- TASK: Return every line from the one with "TARGET = car window" through the one with "TARGET = silver belt buckle", inclusive, exactly as it appears below.
(Beginning of GIVEN DATA)
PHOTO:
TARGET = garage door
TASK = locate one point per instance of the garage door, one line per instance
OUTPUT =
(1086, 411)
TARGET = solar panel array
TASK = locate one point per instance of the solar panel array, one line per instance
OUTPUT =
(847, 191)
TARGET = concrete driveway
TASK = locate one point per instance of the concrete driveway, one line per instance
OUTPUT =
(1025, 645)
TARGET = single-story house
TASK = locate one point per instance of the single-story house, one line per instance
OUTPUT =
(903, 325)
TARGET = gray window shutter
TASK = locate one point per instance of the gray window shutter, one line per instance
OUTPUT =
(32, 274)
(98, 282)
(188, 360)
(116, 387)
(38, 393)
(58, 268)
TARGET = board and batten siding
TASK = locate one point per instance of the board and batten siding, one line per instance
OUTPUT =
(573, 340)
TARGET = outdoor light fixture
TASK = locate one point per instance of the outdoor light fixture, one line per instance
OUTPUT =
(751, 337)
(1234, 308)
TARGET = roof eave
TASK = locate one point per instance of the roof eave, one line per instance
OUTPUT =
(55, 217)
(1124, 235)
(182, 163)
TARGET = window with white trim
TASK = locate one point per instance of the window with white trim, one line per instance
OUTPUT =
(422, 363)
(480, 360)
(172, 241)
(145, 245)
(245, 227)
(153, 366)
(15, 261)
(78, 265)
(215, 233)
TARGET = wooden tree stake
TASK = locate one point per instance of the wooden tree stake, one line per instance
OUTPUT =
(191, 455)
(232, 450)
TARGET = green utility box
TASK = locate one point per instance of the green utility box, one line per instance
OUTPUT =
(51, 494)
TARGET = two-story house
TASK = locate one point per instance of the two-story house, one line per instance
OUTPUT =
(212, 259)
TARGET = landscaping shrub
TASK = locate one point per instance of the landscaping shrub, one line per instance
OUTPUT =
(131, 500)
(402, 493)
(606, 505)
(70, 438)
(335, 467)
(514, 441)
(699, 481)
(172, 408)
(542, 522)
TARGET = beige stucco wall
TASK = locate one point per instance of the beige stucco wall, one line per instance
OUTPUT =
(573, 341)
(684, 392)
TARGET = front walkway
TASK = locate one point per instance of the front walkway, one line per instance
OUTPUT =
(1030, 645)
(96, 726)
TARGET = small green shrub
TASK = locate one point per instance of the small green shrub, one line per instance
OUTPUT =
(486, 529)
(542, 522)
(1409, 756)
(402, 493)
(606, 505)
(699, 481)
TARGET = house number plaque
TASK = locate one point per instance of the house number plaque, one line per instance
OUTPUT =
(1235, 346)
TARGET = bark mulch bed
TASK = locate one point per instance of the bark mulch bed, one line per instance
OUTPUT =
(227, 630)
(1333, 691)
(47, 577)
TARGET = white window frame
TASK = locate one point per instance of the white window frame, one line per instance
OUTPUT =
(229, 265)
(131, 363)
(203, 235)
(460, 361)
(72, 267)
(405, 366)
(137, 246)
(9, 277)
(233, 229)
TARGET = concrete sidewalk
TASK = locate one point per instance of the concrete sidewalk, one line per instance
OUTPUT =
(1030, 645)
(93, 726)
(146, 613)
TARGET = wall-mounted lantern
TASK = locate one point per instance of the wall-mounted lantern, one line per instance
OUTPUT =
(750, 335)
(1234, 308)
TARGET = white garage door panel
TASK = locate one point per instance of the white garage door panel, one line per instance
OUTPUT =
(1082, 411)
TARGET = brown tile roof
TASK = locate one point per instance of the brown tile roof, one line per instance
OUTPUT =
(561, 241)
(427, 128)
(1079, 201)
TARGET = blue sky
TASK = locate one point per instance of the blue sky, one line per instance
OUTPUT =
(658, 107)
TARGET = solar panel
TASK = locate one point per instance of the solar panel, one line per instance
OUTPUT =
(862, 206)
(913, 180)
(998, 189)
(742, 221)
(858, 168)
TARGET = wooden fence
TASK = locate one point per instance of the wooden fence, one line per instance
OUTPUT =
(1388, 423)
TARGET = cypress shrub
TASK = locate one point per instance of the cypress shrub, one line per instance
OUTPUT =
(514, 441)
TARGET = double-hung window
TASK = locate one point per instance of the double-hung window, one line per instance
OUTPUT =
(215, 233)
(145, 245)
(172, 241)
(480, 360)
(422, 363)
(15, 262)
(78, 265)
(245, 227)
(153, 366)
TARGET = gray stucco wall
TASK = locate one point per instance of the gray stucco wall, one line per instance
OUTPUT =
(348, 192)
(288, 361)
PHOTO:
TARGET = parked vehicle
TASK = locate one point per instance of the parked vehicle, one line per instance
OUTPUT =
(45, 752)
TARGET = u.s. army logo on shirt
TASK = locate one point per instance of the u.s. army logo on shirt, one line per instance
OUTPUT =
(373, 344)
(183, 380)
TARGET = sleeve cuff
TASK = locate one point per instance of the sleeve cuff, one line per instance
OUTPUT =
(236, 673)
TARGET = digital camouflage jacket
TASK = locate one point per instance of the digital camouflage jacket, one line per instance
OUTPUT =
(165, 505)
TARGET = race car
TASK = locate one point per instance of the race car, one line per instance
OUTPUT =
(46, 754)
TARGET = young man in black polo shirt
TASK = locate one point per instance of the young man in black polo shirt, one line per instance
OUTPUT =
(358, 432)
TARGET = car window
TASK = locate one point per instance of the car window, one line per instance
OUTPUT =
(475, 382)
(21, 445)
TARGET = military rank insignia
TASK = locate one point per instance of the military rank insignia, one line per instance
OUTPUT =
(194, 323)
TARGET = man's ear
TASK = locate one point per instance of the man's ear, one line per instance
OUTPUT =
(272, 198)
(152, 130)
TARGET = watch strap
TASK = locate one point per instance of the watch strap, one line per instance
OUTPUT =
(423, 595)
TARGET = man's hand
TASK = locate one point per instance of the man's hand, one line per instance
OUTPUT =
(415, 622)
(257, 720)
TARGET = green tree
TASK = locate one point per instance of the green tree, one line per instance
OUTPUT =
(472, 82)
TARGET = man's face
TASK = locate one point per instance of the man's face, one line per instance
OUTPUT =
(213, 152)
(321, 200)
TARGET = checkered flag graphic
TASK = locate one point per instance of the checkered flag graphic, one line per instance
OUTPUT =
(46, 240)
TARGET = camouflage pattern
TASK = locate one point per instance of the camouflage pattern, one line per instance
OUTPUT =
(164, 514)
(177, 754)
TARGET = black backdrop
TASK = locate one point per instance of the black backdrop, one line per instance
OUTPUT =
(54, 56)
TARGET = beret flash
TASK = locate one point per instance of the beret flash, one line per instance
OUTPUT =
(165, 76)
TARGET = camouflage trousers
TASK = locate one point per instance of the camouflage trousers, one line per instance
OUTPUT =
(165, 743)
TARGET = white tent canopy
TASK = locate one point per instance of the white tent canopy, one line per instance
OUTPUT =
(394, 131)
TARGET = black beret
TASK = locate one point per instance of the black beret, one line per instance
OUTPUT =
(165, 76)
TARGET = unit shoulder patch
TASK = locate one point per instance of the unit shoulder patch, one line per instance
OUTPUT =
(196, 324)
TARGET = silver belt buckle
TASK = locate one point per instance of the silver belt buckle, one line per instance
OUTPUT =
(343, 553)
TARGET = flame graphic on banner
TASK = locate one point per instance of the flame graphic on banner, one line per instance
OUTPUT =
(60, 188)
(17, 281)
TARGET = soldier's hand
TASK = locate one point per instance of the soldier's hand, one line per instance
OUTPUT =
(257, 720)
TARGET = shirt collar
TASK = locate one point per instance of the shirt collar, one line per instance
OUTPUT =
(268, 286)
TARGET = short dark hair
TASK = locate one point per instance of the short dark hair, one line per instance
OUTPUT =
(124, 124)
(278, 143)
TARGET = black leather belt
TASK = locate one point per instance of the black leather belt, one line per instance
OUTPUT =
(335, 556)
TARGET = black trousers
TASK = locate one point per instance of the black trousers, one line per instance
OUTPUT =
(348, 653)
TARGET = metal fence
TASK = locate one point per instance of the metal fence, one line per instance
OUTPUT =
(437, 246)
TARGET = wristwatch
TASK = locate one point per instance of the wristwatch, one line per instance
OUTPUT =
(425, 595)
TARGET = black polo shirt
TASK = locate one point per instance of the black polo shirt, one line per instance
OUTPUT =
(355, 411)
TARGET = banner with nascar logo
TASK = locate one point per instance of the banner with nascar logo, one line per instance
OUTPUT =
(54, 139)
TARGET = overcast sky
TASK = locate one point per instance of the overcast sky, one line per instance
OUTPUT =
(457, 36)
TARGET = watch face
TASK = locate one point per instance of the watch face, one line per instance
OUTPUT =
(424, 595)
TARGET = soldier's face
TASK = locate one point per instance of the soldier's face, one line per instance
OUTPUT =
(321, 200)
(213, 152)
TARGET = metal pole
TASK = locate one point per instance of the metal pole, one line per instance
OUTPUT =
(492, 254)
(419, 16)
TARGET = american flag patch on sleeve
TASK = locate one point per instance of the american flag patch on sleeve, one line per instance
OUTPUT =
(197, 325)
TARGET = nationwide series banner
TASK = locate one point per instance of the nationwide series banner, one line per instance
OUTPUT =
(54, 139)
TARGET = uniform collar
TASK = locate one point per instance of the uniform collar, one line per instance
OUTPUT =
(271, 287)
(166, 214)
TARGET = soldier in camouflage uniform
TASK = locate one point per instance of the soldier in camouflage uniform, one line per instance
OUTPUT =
(End of GIVEN DATA)
- SOLUTION:
TARGET = car window
TASK = locate one point per instance of the car window, one line per instance
OUTPUT =
(475, 382)
(21, 445)
TARGET = military rank insignia
TASK = locate one point per instance of the military rank insignia, one line per instance
OUTPUT =
(194, 323)
TARGET = man's ear
TASK = locate one point per instance of the man's ear, one line per instance
OUTPUT =
(272, 198)
(152, 130)
TARGET = watch strap
TASK = locate one point per instance of the watch strap, one line per instance
OUTPUT =
(423, 595)
TARGET = man's hand
TASK = locate one point per instance of the man's hand, one line per instance
OUTPUT =
(415, 622)
(257, 720)
TARGET = green tree
TASK = locate one point per instance of the green tree, one line per instance
OUTPUT =
(472, 82)
TARGET = man's face
TASK = locate one point per instance of the man's face, one line per instance
OUTPUT =
(213, 152)
(321, 200)
TARGET = checkered flag graphic
TASK = locate one point per instance of the checkered flag graphic, one line per instance
OUTPUT =
(46, 240)
TARGET = camouflage pattern
TASK = locate one point per instance of the camouflage pattern, one line per instance
OUTPUT =
(164, 514)
(177, 754)
TARGET = black backdrop
TASK = locate one point per instance of the black backdrop, one line per instance
OUTPUT =
(54, 56)
TARGET = beret flash
TASK = locate one point per instance of the beret flash, one line per instance
OUTPUT =
(165, 76)
TARGET = camouflage trousers
TASK = locate one point per instance of the camouflage trousers, one line per instance
OUTPUT =
(165, 743)
TARGET = white tent canopy
TASK = locate one point per instance of the white tent canopy, one line per instance
OUTPUT =
(394, 131)
TARGET = black beret
TASK = locate one point per instance of the black beret, one line per instance
OUTPUT =
(165, 76)
TARGET = unit shoulder patch
TASK = locate one point per instance of the unit shoulder patch, one line per instance
OUTPUT =
(196, 324)
TARGET = silver belt buckle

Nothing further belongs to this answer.